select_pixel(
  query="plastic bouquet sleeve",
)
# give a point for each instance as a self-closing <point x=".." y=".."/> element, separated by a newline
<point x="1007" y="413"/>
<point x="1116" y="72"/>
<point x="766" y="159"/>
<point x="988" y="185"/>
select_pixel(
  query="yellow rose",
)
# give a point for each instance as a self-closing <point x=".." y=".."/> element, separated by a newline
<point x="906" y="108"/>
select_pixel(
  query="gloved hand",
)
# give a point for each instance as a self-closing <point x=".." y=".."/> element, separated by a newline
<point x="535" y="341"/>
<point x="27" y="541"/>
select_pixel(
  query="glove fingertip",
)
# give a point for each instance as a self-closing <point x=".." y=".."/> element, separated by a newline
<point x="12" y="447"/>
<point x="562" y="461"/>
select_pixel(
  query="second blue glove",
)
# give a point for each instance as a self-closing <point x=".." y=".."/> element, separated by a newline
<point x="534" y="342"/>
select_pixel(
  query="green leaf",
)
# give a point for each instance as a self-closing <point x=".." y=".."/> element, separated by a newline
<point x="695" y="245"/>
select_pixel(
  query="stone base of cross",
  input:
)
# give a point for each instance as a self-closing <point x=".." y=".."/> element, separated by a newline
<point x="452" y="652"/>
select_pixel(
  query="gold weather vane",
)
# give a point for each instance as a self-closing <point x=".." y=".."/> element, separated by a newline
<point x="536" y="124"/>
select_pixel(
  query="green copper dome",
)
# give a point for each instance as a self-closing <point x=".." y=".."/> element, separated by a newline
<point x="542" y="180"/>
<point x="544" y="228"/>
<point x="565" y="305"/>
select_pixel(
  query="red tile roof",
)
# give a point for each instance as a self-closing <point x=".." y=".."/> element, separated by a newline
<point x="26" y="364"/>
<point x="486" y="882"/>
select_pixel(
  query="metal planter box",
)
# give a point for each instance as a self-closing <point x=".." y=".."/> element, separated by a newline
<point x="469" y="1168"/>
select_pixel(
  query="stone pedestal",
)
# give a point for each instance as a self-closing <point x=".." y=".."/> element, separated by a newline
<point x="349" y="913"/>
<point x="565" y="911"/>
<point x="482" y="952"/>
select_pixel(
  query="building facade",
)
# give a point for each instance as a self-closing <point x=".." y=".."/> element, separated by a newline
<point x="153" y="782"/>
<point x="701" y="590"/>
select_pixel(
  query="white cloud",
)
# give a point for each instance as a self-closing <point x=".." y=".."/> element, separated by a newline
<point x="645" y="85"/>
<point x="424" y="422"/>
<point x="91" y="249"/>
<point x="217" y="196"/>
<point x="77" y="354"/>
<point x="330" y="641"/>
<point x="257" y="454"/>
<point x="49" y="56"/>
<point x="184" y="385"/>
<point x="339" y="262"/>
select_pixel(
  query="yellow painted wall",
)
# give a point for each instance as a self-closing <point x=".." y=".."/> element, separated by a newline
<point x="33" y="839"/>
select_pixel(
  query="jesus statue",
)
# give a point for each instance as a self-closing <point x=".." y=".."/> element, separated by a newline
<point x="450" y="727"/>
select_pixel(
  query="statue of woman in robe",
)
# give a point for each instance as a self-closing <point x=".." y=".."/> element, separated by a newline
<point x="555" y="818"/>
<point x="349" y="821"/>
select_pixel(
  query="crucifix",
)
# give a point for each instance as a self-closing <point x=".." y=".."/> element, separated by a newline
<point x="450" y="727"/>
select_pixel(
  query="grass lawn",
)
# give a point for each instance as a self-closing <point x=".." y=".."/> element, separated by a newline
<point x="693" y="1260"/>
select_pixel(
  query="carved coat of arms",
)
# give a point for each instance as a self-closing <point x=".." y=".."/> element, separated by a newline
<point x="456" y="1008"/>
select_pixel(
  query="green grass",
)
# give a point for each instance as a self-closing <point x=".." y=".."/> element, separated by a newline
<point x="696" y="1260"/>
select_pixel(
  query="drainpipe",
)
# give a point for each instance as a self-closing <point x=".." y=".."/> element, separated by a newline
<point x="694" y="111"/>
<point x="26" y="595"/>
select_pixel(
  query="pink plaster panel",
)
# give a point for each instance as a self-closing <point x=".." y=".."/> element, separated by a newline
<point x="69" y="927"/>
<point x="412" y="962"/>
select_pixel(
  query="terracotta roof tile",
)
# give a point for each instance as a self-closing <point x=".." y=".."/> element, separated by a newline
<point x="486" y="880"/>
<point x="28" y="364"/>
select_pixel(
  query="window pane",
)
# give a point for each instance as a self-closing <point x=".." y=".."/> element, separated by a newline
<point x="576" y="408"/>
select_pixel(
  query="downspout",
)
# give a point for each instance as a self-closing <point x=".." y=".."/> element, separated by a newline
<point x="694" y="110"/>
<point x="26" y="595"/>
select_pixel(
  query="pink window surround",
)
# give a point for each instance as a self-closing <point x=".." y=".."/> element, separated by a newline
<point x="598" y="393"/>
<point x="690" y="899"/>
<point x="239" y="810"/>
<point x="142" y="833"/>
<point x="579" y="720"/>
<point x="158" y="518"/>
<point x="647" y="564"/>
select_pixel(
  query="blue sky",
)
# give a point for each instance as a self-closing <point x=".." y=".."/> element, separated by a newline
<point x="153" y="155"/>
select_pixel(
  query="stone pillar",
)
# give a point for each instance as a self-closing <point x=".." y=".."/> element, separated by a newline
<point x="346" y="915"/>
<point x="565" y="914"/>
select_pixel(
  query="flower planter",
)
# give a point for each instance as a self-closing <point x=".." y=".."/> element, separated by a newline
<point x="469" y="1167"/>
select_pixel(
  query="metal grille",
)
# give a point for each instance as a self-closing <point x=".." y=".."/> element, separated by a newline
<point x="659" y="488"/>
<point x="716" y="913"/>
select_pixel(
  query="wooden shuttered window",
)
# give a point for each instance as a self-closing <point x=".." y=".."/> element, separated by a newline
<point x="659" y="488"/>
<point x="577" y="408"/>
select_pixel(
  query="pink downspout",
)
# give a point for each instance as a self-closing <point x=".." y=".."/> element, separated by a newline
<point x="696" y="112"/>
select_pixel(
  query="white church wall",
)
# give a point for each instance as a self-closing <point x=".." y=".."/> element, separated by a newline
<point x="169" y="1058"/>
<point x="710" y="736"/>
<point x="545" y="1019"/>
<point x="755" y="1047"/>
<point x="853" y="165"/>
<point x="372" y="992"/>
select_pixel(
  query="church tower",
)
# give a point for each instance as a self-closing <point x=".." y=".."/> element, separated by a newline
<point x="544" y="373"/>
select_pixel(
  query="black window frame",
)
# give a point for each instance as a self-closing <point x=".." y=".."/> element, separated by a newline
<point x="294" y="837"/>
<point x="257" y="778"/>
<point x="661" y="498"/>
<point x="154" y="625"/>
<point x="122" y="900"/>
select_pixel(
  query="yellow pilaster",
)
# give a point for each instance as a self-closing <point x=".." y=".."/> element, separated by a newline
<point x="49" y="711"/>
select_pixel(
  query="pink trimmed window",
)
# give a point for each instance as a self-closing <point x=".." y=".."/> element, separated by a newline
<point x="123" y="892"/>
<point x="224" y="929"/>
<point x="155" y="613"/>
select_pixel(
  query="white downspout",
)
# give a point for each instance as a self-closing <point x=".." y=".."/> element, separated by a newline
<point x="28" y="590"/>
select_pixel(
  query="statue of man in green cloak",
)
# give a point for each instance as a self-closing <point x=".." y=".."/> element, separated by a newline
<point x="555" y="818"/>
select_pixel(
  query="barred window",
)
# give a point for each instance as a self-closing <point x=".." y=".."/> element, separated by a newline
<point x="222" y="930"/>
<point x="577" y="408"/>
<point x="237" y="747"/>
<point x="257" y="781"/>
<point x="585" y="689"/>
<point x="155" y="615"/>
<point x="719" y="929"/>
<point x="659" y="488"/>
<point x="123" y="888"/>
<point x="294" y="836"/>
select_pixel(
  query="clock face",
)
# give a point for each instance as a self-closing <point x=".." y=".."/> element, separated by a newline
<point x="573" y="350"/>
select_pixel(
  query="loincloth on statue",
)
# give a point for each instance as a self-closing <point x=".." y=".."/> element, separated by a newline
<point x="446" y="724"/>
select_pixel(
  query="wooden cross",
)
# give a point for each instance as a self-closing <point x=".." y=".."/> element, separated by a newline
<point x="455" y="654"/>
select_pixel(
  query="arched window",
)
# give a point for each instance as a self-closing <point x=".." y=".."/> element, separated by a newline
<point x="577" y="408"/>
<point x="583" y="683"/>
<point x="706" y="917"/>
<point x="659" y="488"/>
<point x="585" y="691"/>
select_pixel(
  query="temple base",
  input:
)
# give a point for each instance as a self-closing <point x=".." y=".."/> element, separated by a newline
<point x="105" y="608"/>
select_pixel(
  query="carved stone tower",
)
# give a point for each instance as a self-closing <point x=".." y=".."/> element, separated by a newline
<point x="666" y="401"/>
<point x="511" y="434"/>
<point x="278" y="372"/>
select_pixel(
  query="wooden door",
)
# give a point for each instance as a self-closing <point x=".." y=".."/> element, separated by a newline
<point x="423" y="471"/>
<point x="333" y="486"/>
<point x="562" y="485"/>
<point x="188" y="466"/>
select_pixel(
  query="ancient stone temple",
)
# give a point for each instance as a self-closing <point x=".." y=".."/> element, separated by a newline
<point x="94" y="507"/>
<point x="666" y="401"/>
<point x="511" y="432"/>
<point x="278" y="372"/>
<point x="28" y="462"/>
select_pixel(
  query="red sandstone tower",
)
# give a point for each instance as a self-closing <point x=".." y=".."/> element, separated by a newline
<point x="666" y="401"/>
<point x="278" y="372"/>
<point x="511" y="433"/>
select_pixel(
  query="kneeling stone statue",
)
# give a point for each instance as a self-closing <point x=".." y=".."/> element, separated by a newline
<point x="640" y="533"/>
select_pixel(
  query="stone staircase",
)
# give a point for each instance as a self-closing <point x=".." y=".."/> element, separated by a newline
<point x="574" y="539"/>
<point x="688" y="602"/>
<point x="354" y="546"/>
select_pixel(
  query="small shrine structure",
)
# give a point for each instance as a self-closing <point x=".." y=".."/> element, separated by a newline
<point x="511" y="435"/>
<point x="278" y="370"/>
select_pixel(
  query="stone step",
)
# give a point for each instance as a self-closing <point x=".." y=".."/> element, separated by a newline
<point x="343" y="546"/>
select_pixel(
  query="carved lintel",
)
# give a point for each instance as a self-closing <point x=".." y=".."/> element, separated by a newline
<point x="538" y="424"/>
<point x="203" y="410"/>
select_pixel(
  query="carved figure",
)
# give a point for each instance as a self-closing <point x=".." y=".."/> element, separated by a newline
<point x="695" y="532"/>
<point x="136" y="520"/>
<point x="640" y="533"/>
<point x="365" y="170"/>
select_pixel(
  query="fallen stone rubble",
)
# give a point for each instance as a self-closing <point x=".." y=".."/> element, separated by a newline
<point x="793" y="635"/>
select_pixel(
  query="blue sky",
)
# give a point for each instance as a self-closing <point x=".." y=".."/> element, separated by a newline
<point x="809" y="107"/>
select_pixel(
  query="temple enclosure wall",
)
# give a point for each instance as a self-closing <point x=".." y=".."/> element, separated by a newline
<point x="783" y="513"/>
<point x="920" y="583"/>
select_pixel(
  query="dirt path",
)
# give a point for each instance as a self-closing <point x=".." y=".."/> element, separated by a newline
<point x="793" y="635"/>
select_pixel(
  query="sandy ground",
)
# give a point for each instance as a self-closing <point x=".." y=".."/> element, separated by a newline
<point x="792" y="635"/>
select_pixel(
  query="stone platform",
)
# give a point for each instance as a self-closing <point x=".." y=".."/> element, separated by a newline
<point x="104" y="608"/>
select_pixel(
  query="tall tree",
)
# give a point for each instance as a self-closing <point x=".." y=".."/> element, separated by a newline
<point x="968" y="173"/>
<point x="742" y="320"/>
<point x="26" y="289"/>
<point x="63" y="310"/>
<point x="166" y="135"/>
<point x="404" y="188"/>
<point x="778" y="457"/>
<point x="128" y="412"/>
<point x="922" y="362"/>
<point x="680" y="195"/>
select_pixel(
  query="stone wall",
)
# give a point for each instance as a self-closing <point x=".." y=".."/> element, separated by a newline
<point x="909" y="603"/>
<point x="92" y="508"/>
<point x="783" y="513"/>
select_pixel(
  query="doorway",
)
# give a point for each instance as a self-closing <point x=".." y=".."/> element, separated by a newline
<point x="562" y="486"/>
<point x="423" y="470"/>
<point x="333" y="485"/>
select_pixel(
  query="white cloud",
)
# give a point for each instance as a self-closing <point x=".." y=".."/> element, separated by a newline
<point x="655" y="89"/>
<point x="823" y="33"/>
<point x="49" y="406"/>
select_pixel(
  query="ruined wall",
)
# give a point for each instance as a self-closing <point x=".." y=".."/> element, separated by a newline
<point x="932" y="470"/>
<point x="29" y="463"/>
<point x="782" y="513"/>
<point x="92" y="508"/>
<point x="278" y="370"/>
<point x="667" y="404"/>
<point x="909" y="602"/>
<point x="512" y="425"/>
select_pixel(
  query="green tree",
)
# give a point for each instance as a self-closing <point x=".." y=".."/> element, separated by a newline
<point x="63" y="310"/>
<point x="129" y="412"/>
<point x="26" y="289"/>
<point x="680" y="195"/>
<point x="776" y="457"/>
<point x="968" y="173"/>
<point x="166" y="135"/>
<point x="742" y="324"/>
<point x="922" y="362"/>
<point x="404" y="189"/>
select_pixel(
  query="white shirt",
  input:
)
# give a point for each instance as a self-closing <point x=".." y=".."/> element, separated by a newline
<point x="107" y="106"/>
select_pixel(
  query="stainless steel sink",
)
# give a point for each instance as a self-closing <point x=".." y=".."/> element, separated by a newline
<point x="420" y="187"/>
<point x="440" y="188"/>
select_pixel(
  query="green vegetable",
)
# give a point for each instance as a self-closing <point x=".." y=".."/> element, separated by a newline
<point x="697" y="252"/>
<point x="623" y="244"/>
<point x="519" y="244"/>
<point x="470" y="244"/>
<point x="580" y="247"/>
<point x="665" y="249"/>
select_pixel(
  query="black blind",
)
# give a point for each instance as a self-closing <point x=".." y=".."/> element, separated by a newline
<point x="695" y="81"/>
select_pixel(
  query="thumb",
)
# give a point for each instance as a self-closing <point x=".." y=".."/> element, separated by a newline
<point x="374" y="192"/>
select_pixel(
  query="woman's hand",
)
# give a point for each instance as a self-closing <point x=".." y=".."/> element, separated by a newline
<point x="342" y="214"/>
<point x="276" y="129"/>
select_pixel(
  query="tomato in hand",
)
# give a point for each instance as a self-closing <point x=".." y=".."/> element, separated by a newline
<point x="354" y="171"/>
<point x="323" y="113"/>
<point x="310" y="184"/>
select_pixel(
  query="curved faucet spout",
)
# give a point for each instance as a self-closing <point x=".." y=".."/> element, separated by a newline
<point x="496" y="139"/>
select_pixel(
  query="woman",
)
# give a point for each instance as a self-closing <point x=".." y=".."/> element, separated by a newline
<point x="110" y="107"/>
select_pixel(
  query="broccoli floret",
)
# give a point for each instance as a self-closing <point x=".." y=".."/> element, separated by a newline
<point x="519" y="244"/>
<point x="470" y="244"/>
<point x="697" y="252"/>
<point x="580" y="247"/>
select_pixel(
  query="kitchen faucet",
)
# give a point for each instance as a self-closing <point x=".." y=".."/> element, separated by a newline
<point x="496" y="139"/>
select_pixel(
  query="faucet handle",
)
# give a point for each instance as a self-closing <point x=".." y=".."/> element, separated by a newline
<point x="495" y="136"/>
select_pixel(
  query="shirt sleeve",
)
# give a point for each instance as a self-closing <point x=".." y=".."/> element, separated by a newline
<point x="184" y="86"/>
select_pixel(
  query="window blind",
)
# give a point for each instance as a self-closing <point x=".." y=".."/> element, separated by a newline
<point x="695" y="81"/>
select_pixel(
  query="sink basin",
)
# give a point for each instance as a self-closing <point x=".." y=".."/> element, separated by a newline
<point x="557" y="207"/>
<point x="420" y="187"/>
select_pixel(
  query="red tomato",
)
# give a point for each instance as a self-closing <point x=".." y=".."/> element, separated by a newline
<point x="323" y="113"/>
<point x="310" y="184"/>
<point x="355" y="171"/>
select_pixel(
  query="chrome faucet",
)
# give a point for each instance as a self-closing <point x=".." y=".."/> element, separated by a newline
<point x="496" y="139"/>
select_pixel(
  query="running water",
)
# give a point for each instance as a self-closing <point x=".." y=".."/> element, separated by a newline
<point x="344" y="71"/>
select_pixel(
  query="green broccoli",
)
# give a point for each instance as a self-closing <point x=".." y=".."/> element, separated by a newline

# # # # #

→ **What to work on**
Locate and copy every line of the material that contains the word "cross".

→ **Reply**
  query="stone base of cross",
  query="wooden cross",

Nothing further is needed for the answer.